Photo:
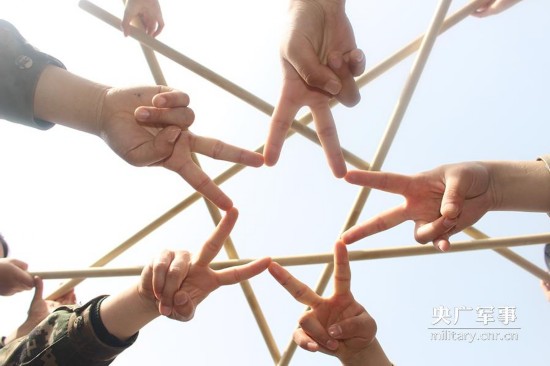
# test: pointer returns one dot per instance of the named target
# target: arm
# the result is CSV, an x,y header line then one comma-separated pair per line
x,y
144,125
174,285
492,7
319,59
338,325
14,277
447,199
39,310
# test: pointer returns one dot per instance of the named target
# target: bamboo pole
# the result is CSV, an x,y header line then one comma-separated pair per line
x,y
413,46
209,75
511,255
322,258
393,125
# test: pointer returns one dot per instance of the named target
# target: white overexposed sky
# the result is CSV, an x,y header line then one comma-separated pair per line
x,y
67,199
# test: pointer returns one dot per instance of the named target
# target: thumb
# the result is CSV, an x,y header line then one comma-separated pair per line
x,y
454,195
313,72
38,289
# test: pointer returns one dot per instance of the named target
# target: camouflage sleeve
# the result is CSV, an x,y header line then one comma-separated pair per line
x,y
66,337
20,67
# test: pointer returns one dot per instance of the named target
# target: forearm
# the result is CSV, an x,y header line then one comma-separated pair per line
x,y
123,315
373,355
520,185
66,99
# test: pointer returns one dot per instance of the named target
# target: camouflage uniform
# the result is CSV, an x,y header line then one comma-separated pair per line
x,y
69,336
20,67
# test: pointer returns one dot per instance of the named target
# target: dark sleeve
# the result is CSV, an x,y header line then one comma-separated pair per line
x,y
66,337
20,67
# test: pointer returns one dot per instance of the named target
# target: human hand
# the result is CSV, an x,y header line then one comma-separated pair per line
x,y
319,60
179,285
148,12
14,277
41,308
545,289
441,202
492,7
337,325
147,126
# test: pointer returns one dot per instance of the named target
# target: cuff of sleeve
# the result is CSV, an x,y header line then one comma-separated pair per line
x,y
86,339
546,160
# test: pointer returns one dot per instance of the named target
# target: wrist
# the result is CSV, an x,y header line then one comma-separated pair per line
x,y
520,186
373,355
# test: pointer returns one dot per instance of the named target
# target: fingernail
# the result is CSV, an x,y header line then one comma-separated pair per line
x,y
181,300
332,87
173,136
335,62
165,310
160,101
332,344
449,222
143,114
334,330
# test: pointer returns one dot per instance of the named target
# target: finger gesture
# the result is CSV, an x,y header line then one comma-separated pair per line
x,y
337,325
441,202
180,285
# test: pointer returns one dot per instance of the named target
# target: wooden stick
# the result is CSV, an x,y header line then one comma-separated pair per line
x,y
511,255
414,45
209,75
393,125
321,258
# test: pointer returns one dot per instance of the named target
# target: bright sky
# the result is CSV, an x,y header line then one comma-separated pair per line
x,y
67,199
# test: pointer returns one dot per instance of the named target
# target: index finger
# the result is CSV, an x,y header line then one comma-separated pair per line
x,y
381,222
212,246
383,181
281,120
328,136
342,271
297,289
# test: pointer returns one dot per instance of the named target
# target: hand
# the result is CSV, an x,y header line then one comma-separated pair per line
x,y
147,126
319,60
441,202
14,277
492,7
40,308
148,11
180,285
337,325
545,289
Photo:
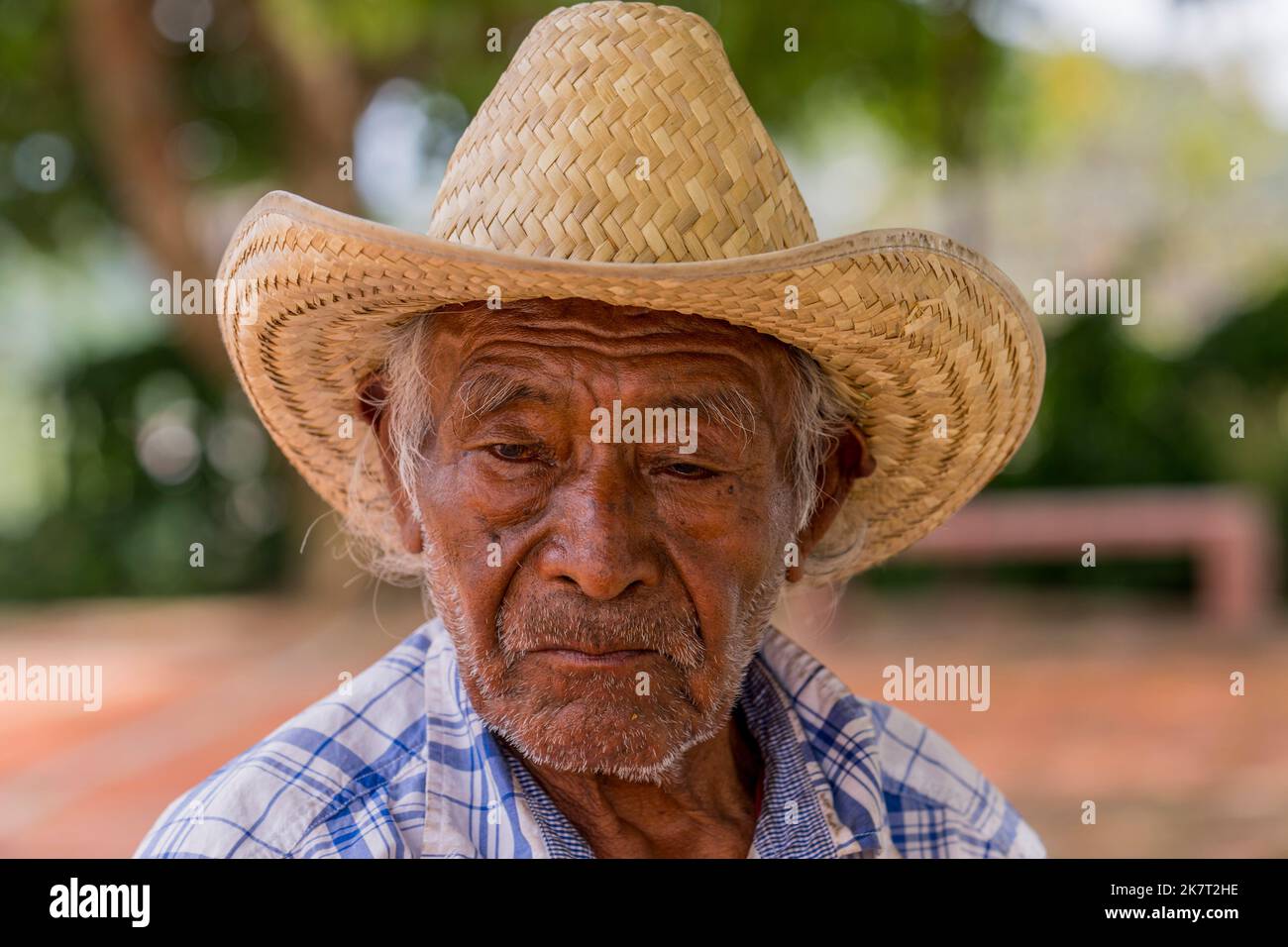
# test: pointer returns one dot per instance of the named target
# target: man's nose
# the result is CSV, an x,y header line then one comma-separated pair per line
x,y
601,541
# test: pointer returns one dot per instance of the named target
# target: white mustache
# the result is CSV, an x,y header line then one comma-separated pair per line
x,y
671,631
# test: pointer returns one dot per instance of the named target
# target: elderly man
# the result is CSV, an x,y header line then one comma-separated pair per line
x,y
600,678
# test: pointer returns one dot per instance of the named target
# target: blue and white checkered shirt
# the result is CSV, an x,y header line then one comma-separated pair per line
x,y
403,767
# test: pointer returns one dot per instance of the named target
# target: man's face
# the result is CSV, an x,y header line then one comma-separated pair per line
x,y
604,598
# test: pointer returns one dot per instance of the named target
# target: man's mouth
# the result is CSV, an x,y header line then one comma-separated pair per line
x,y
593,659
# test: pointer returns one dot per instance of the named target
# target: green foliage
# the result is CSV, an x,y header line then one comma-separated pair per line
x,y
121,531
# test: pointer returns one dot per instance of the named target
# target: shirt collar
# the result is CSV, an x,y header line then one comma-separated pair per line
x,y
822,785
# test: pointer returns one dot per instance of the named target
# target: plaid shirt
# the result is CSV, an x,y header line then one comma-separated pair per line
x,y
403,767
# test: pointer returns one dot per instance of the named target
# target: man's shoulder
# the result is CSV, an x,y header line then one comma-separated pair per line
x,y
936,802
343,777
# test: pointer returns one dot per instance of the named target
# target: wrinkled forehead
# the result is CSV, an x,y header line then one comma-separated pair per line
x,y
651,351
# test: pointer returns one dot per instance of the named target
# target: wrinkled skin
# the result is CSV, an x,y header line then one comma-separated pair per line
x,y
635,582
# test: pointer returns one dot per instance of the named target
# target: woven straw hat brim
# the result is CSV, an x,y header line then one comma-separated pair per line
x,y
928,335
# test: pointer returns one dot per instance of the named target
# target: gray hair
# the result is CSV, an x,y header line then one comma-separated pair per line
x,y
819,410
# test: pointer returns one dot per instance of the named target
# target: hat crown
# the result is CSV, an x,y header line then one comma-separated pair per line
x,y
618,132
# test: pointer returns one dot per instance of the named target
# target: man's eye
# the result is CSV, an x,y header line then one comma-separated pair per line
x,y
514,451
690,472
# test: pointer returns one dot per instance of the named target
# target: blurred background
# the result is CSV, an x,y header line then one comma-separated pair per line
x,y
1100,140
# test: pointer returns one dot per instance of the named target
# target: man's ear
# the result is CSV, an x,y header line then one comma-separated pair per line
x,y
374,408
846,462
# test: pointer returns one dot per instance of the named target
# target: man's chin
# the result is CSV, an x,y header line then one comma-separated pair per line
x,y
601,737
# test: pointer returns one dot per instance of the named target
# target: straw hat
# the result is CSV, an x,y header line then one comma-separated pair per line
x,y
546,195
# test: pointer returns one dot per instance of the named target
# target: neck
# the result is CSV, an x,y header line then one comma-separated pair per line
x,y
704,810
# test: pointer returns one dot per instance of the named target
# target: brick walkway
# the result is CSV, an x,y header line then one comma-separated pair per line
x,y
1117,703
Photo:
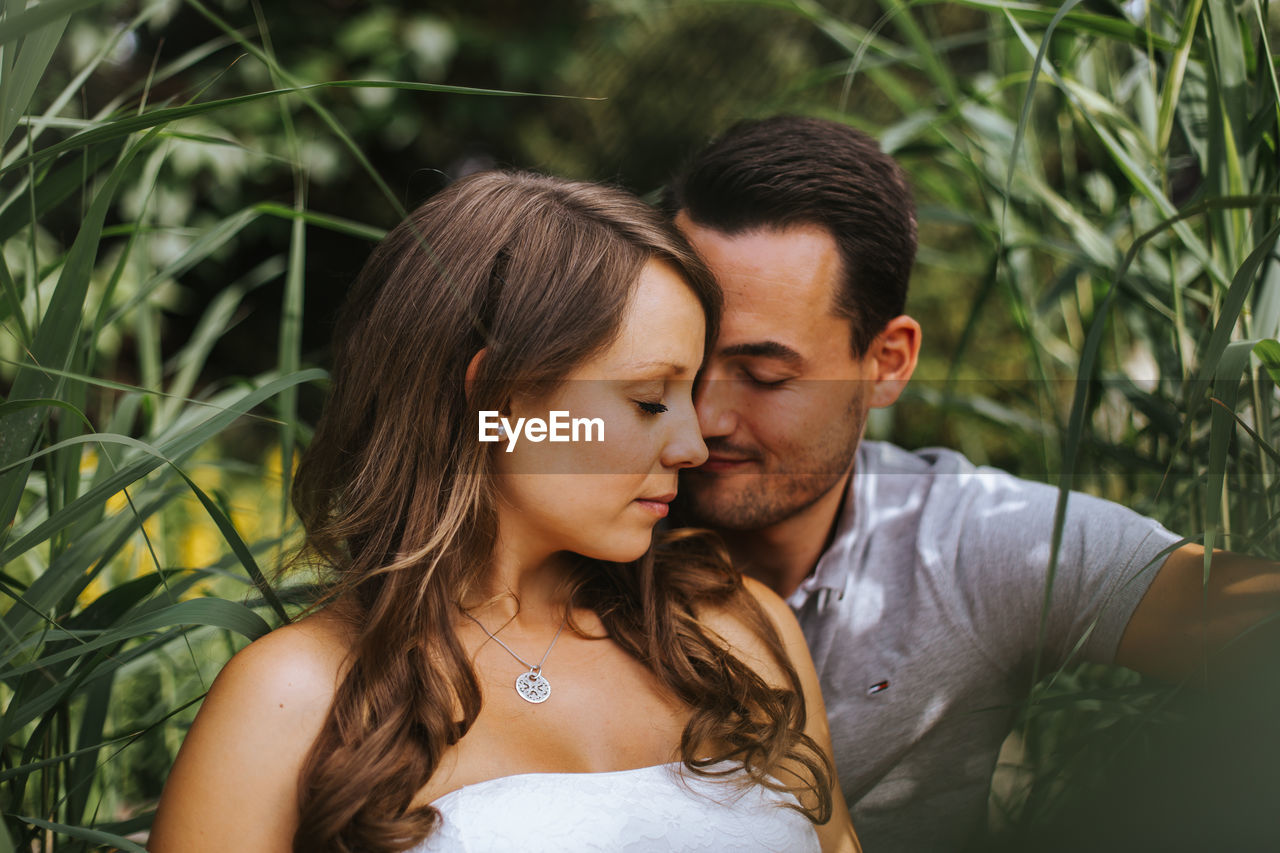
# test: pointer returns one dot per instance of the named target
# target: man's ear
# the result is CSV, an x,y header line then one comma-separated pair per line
x,y
891,357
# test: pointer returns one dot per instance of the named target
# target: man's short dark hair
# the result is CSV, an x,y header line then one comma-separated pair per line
x,y
790,170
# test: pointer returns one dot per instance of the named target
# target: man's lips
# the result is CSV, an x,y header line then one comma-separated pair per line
x,y
717,463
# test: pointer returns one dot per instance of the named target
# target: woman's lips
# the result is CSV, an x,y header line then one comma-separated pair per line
x,y
658,507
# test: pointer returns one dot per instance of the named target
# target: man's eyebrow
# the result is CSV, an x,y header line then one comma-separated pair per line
x,y
764,350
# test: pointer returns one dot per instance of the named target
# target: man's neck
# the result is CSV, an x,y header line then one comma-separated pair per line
x,y
782,555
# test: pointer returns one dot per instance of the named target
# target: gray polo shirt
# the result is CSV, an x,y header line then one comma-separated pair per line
x,y
923,616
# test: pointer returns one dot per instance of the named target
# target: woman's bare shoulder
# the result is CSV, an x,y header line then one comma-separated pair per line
x,y
234,781
741,635
302,661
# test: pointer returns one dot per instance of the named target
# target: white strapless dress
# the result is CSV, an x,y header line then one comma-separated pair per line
x,y
648,810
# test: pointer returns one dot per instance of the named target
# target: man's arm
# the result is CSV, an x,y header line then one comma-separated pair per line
x,y
1182,623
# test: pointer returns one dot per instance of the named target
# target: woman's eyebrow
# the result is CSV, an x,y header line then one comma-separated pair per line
x,y
766,350
652,365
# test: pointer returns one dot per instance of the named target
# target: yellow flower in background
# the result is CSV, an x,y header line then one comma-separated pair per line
x,y
199,546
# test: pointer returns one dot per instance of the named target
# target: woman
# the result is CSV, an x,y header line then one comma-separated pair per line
x,y
504,661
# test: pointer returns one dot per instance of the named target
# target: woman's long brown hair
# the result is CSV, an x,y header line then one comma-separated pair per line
x,y
396,497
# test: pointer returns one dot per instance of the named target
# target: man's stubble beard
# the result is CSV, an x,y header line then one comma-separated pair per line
x,y
757,500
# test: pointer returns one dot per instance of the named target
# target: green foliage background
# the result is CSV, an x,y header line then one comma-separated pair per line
x,y
186,188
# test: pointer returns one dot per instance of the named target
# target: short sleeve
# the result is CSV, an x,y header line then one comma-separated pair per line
x,y
1107,557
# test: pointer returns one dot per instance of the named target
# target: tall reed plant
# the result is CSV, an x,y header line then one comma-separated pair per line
x,y
109,465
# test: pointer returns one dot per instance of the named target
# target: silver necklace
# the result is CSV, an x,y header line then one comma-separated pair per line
x,y
531,685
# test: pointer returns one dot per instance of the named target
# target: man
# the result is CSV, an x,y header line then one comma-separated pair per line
x,y
919,579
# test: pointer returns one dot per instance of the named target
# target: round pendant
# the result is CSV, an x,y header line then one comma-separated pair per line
x,y
533,687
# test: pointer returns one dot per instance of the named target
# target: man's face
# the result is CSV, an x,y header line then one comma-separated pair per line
x,y
782,401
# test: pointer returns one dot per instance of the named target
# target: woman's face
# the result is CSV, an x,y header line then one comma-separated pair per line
x,y
603,497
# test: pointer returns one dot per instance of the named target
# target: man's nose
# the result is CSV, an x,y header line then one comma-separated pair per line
x,y
713,400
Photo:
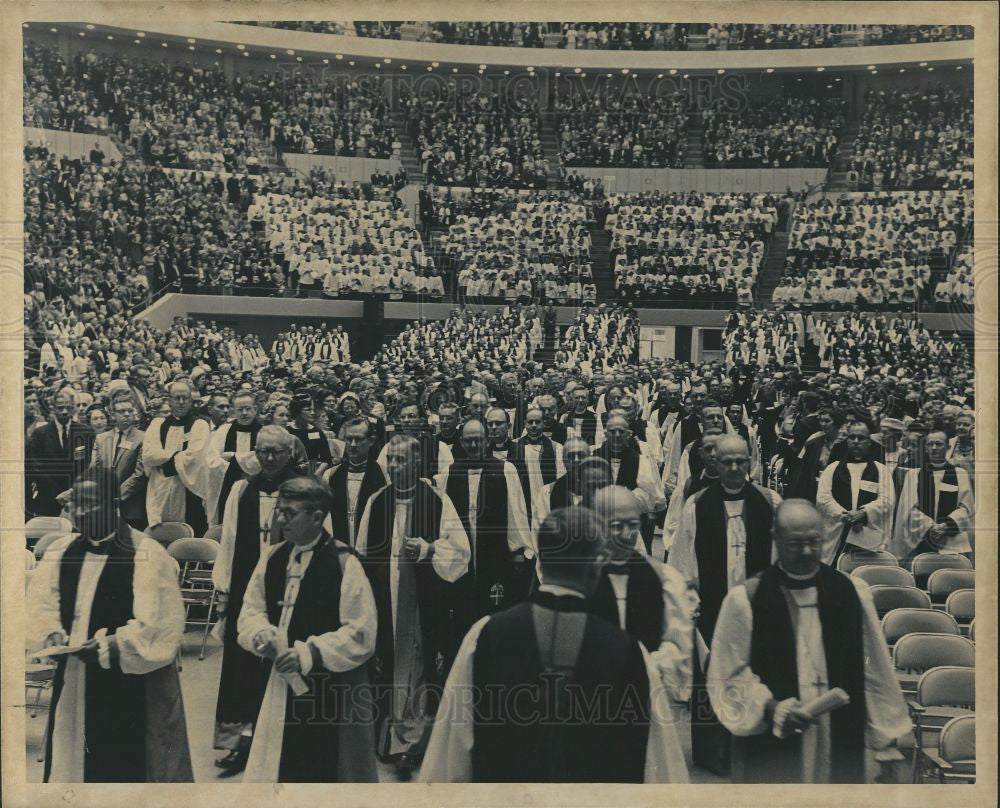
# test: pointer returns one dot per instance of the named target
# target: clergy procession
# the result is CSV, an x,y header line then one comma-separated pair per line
x,y
713,549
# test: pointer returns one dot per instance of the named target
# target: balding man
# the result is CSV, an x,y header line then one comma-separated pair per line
x,y
649,600
725,536
788,635
566,490
488,498
536,458
248,530
55,455
173,455
413,545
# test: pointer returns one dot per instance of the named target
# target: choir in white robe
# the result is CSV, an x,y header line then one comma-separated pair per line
x,y
449,753
345,649
739,697
165,495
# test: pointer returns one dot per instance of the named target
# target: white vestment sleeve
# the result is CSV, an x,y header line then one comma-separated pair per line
x,y
449,751
887,716
736,692
452,553
223,568
151,638
351,645
519,534
190,463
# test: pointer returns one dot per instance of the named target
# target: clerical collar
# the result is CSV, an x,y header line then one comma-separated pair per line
x,y
791,580
560,591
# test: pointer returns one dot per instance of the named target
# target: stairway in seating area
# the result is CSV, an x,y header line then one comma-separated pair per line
x,y
774,267
604,276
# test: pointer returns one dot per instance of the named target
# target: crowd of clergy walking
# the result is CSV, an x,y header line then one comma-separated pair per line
x,y
473,597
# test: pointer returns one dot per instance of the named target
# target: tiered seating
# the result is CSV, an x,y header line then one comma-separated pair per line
x,y
616,128
782,133
343,245
914,139
531,247
688,246
477,138
871,249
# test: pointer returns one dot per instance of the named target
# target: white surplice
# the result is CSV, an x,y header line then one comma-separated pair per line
x,y
345,649
739,697
146,643
449,752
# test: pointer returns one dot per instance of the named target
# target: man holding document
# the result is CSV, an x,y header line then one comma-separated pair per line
x,y
107,605
786,640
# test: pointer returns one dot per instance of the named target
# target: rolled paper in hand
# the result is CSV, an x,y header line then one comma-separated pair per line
x,y
829,701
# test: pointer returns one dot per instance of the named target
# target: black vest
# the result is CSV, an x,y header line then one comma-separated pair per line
x,y
588,725
643,601
773,658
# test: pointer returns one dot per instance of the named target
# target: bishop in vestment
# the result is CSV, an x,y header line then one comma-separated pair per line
x,y
562,661
785,637
116,715
173,454
248,529
309,610
414,548
724,537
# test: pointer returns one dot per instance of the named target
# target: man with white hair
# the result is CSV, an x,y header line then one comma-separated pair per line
x,y
173,453
248,530
55,455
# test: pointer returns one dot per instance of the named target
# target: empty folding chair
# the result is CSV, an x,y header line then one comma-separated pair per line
x,y
167,532
942,694
955,757
900,622
38,526
880,574
917,652
46,541
924,564
857,558
943,582
888,598
195,558
961,604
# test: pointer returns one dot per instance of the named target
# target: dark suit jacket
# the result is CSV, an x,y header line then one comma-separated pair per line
x,y
51,467
128,468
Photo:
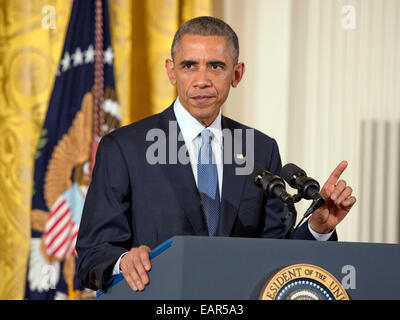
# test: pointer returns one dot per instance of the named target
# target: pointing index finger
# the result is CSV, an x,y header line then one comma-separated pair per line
x,y
335,175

__THE EXERCISE__. Which lines in the entries above contain the word "eyebrow"? Show each of them in full, matching case exactly.

__ANSWER TO THE TASK__.
# target: man's eyebrow
# target: woman's eyebrow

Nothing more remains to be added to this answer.